> **Directions**: Output every line of the items below as a numbered list, skipping blank lines.

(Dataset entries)
__________
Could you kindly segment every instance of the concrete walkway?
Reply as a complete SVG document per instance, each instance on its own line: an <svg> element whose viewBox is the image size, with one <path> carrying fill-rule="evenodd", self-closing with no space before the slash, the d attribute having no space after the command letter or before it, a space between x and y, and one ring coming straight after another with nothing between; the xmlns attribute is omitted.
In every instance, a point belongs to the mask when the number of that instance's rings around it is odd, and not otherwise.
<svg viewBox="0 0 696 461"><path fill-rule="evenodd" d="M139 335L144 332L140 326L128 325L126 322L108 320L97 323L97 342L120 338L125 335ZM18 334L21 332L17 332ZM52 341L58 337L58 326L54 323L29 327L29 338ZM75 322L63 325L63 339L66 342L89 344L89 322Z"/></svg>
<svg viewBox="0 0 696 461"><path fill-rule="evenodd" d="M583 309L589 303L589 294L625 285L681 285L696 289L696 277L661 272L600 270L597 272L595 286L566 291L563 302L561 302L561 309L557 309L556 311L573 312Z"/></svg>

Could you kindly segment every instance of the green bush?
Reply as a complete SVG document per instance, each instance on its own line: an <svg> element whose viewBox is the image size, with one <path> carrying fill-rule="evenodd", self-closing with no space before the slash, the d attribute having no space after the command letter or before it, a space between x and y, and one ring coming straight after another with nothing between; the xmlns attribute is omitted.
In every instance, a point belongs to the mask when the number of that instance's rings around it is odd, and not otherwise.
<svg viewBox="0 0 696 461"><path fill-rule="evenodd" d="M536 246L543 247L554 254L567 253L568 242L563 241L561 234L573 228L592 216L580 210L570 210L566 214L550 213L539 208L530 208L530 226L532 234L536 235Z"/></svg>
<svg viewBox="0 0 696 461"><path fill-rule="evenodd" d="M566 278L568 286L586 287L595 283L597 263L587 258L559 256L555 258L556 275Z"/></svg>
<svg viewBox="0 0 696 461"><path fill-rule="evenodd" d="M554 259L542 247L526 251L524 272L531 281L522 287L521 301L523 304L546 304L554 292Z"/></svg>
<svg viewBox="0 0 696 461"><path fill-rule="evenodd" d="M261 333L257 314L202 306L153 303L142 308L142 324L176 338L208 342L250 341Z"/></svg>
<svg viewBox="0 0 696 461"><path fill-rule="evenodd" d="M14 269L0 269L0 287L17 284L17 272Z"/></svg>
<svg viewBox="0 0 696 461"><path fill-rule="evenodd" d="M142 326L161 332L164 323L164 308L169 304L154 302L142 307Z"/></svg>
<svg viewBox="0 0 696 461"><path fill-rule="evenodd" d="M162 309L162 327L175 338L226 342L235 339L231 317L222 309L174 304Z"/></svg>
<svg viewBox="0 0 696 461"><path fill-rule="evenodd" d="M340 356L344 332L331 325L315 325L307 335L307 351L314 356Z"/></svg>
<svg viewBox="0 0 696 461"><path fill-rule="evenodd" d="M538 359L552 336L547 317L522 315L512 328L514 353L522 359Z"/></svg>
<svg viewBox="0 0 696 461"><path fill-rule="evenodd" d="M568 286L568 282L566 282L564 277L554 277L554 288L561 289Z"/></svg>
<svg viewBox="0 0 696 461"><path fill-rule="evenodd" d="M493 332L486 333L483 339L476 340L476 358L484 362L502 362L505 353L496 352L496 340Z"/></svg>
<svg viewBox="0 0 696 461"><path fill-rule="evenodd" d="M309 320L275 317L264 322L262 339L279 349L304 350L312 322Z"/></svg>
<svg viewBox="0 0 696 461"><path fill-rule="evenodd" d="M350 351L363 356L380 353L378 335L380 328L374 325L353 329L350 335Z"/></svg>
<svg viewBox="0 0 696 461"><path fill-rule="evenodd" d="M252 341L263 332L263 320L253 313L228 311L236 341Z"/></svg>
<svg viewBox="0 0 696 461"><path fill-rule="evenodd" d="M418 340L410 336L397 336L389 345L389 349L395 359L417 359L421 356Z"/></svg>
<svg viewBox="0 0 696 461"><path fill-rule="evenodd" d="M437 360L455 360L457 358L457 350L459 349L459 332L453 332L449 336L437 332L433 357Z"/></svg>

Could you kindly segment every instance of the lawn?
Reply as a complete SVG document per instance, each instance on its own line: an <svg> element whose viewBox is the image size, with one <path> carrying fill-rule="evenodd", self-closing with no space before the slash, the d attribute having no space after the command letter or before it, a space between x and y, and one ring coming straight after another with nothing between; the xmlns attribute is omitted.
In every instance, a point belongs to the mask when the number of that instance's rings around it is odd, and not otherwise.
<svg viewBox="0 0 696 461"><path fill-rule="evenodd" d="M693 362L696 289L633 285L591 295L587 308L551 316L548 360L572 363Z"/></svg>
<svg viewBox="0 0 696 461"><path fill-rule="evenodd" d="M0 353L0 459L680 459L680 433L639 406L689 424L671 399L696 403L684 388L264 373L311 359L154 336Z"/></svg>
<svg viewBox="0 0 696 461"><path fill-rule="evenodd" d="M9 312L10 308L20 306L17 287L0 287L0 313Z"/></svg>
__________
> **Solved problem**:
1. Could you kindly segment every instance of the concrete walkway?
2. Reply as a complete SVG document per instance, each instance on its own line: an <svg> element whose viewBox is the image size, with one <path> carrying fill-rule="evenodd", self-closing with no space before the slash, the d attribute having no space after the command letter or before it, a space between x and y, and one ring coming straight after another with nothing between; the xmlns attribute is omitted.
3. In every instance, a point belongs to the mask when the number of that instance's rings around it is odd, and not otherwise.
4. <svg viewBox="0 0 696 461"><path fill-rule="evenodd" d="M139 335L144 332L140 326L128 325L126 322L108 320L97 323L97 342L120 338L125 335ZM18 334L21 332L17 332ZM52 341L58 337L58 326L54 323L29 327L29 338ZM75 322L63 325L63 339L66 342L89 344L89 322Z"/></svg>
5. <svg viewBox="0 0 696 461"><path fill-rule="evenodd" d="M583 309L589 303L589 294L625 285L681 285L696 289L696 277L661 272L600 270L597 272L595 286L566 291L563 302L561 302L561 309L557 309L556 311L573 312Z"/></svg>
6. Could you kindly segment every instance of the green bush?
7. Reply as a complete SVG document per instance, each instance on its own line: an <svg> element whose viewBox is the image size, with one <path> carrying fill-rule="evenodd", self-closing with no space before the slash, the d attribute having no space after the command letter or before it, a space between x and y, and one ring coming straight after another with nothing between; the xmlns attribute is omitted.
8. In every instance, a point belongs to the mask when the number of that instance's rings around it is odd, and not otherwise.
9. <svg viewBox="0 0 696 461"><path fill-rule="evenodd" d="M536 246L543 247L554 254L567 253L568 242L563 241L561 234L573 228L592 216L580 210L570 210L566 214L550 213L539 208L530 208L530 226L532 234L536 235Z"/></svg>
10. <svg viewBox="0 0 696 461"><path fill-rule="evenodd" d="M566 278L568 286L586 287L595 283L597 263L587 258L559 256L555 258L556 275Z"/></svg>
11. <svg viewBox="0 0 696 461"><path fill-rule="evenodd" d="M554 259L542 247L526 251L524 272L531 281L522 287L521 301L523 304L546 304L554 292Z"/></svg>
12. <svg viewBox="0 0 696 461"><path fill-rule="evenodd" d="M261 333L257 314L202 306L153 303L142 308L142 324L176 338L208 342L250 341Z"/></svg>
13. <svg viewBox="0 0 696 461"><path fill-rule="evenodd" d="M14 269L0 269L0 287L17 284L17 272Z"/></svg>
14. <svg viewBox="0 0 696 461"><path fill-rule="evenodd" d="M142 326L161 332L164 323L164 308L169 304L154 302L142 307Z"/></svg>
15. <svg viewBox="0 0 696 461"><path fill-rule="evenodd" d="M162 309L162 327L175 338L226 342L235 339L231 317L222 309L174 304Z"/></svg>
16. <svg viewBox="0 0 696 461"><path fill-rule="evenodd" d="M340 356L344 332L331 325L315 325L307 335L307 351L314 356Z"/></svg>
17. <svg viewBox="0 0 696 461"><path fill-rule="evenodd" d="M538 359L552 336L547 317L522 315L512 328L514 353L522 359Z"/></svg>
18. <svg viewBox="0 0 696 461"><path fill-rule="evenodd" d="M568 286L568 282L566 282L564 277L554 277L554 288L561 289Z"/></svg>
19. <svg viewBox="0 0 696 461"><path fill-rule="evenodd" d="M493 332L486 333L483 339L476 340L476 358L484 362L502 362L505 353L496 352L496 340Z"/></svg>
20. <svg viewBox="0 0 696 461"><path fill-rule="evenodd" d="M309 320L275 317L264 322L262 339L279 349L304 350L312 322Z"/></svg>
21. <svg viewBox="0 0 696 461"><path fill-rule="evenodd" d="M350 351L363 356L380 353L378 335L380 328L374 325L353 329L350 335Z"/></svg>
22. <svg viewBox="0 0 696 461"><path fill-rule="evenodd" d="M252 341L263 332L263 320L253 313L228 311L236 341Z"/></svg>
23. <svg viewBox="0 0 696 461"><path fill-rule="evenodd" d="M418 340L410 336L397 336L389 345L389 349L395 359L417 359L421 356Z"/></svg>
24. <svg viewBox="0 0 696 461"><path fill-rule="evenodd" d="M437 360L455 360L457 358L457 350L459 349L459 332L453 332L449 336L437 332L433 357Z"/></svg>
25. Could you kindly segment every instance of the lawn?
26. Reply as a complete SVG document per instance, each instance on its own line: an <svg> element whose viewBox is the image size, with one <path> carrying fill-rule="evenodd", self-closing with no space before the slash, the d attribute having no space after the command letter or before it, a space between x and y, and one ring coming straight after another with nothing between; the xmlns attribute is omitted.
27. In every instance, a point belongs to the mask when the number of that instance's rings around it is odd, and not otherwise.
28. <svg viewBox="0 0 696 461"><path fill-rule="evenodd" d="M693 362L696 289L633 285L591 295L587 308L551 316L548 360L572 363Z"/></svg>
29. <svg viewBox="0 0 696 461"><path fill-rule="evenodd" d="M0 353L0 459L680 459L680 433L639 406L689 424L671 399L696 403L684 388L264 373L311 359L154 336Z"/></svg>
30. <svg viewBox="0 0 696 461"><path fill-rule="evenodd" d="M9 312L10 308L20 306L17 287L0 287L0 313Z"/></svg>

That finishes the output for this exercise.